## BEGIN SUPPLIED MATERIAL

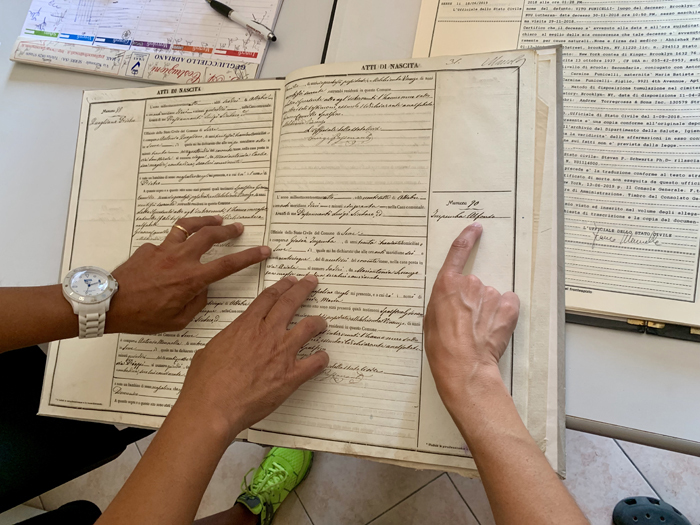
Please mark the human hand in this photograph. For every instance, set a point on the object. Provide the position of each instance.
(162, 288)
(467, 325)
(251, 366)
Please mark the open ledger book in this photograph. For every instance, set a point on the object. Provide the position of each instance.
(632, 145)
(362, 174)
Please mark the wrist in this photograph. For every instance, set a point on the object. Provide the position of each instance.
(219, 429)
(477, 387)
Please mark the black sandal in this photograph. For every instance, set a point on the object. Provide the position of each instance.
(642, 510)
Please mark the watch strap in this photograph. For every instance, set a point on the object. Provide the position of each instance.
(92, 324)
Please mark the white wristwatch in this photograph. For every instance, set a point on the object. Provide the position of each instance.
(89, 289)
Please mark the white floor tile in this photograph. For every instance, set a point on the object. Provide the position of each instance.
(599, 475)
(225, 484)
(438, 502)
(99, 486)
(472, 490)
(352, 491)
(19, 514)
(675, 477)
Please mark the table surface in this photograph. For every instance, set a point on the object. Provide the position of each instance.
(636, 387)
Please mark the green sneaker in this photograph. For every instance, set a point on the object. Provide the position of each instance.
(282, 469)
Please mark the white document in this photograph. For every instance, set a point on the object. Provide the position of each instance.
(360, 173)
(632, 122)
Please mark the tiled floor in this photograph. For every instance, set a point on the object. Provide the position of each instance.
(342, 490)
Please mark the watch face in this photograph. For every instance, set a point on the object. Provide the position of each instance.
(89, 283)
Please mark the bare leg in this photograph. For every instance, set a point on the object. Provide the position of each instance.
(236, 515)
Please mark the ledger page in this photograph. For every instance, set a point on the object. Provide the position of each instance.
(631, 135)
(380, 166)
(147, 157)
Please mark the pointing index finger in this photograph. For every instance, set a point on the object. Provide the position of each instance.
(461, 248)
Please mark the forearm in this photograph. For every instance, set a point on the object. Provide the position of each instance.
(168, 483)
(33, 315)
(520, 484)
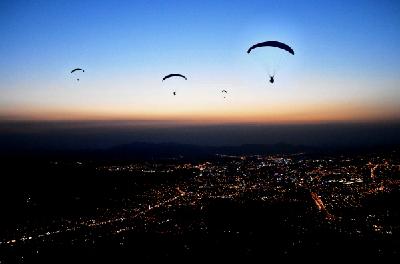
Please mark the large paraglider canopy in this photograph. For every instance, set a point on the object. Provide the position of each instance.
(174, 75)
(272, 43)
(272, 57)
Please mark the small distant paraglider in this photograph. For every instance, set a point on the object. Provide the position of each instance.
(77, 69)
(174, 75)
(225, 92)
(274, 44)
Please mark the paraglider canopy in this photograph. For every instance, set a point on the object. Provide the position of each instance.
(272, 43)
(272, 56)
(174, 75)
(77, 69)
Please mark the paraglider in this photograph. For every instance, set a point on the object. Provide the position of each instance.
(77, 69)
(273, 44)
(174, 75)
(271, 79)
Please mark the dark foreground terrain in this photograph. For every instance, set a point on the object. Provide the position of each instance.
(226, 206)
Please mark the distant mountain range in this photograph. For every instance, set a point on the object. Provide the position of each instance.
(159, 151)
(173, 150)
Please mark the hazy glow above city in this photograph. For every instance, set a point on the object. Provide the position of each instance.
(345, 67)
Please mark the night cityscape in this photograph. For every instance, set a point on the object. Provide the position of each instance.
(230, 205)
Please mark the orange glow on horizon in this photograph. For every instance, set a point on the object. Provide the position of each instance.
(312, 113)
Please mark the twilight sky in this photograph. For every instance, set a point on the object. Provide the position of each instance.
(346, 67)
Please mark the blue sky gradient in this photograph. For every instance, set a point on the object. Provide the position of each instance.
(347, 58)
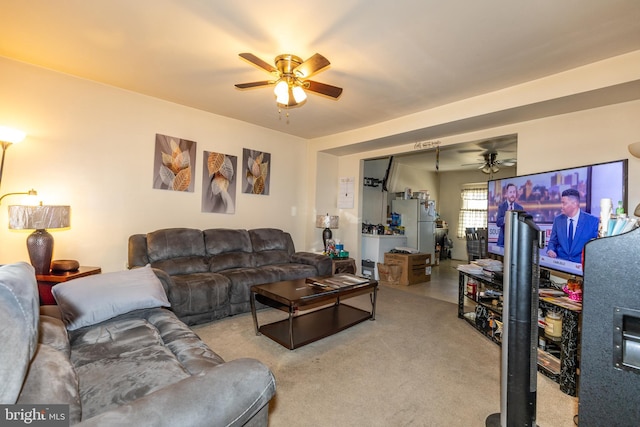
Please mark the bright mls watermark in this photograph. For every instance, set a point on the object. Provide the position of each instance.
(34, 415)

## END SUPPLIED MATERIAL

* _WHAT NEEDS TO BE DONE_
Without the pictures, restate each entry exactly.

* _TASK OUTPUT_
Please mark the human hand in this photograph. For every instance, set a point on the object. Provide the position of each instance.
(162, 288)
(467, 325)
(251, 366)
Please mark the open ledger book in this photograph. For every instance, set a point on the object. Provide the position of each instance.
(632, 145)
(362, 174)
Please mark the wrist in this photograph. For every instance, set a point on the object. Provide the position of each instance.
(219, 429)
(477, 387)
Please mark the black sandal in this photograph. For every instance, set a point on the object. Provide the position of each instance.
(642, 510)
Please mark the watch strap in this photograph. For every instance, set a point on the object. Provide the position of each instance.
(92, 324)
Please mark the white wristwatch in this photograph. For every instance, set a point on the object. Provide the position of each instance.
(89, 289)
Please mark the white floor tile in this photograph. For every instance, set a point on the object. Provide the position of each instance.
(599, 475)
(225, 484)
(438, 502)
(99, 486)
(472, 490)
(352, 491)
(19, 514)
(675, 477)
Please mark the table surface in this photograph. For every instance, set a point on the object. Provide the position of each instance.
(636, 387)
Please mark the green sneaker in this photograph. For every instance, set a point on the object. Provide the position of each instance.
(282, 469)
Please mark the white document in this photograph. For every instance, set a point on the object. Provide the position of each instance.
(360, 173)
(632, 122)
Please mark the tiled floor in this photograph. For every instance, set a point on the object. Provide the position of each instance.
(342, 490)
Please mark the watch face in this photograph. For every instance, set a point on the object. Provide the position of each instance.
(89, 283)
Please mark the bare leg in this photograph. For every instance, set a point on the object. Provide the position of each instance.
(236, 515)
Please mark the ledger page in this photograph. For every instance, set a point on the object. Provide the position of each instance.
(631, 135)
(380, 166)
(147, 157)
Please mark the pointing index finger in this photograph. For every instance, set a point on the object. Provide the position of each instance.
(461, 248)
Please mark the forearm in this photograph. For every instance, set a point on the object. Provide the position of each instance.
(168, 483)
(33, 315)
(520, 484)
Please mark the large paraglider canopy in this photograph. For every instance, set a point on the object. Provide the position of each instance.
(174, 75)
(272, 43)
(272, 57)
Please mark the small distant paraglider in this photograph. For every instance, set a point on the object. Provide the position of each instance.
(77, 69)
(174, 75)
(225, 92)
(274, 44)
Please mark the paraglider canopy in this photograph. For every instance, set a point on the object. Provide the position of each instance.
(272, 43)
(272, 56)
(174, 75)
(77, 69)
Please mark the paraglider in this photograph. For every instance, set a point on the object. Provide the position of each instance.
(77, 69)
(273, 44)
(174, 75)
(271, 79)
Please mark the dark foreground terrain in this photograph. For every instance, set a point on the object. Provide the position of each instance.
(226, 206)
Please mark the distant mountain range in this photograph. For every instance, set a point on the object. Provide the position of each instance.
(159, 151)
(173, 150)
Please mark the hazy glow above city in this photograph. For every instance, set a point on the object. Provide the position of each instance.
(345, 67)
Please mark the night cityscape in this photograph. For every instance, set a point on the object. Provide the position of each instance.
(230, 205)
Please mark the orange glow on horizon in this photograph. For every instance, set a point on the object. Provide the position of each instance.
(312, 113)
Please mark the twilight sky in this photograph. For every instance, set a point on the object. Provide the position of each instance.
(346, 67)
Please mark the blue sky gradient in this photograph. For every instance, set a point on the object. Provide the position of each instance.
(347, 58)
Please mark the bright mls watermark in this photograph. For every instance, set a point on the object. Provide the position of each instance.
(34, 415)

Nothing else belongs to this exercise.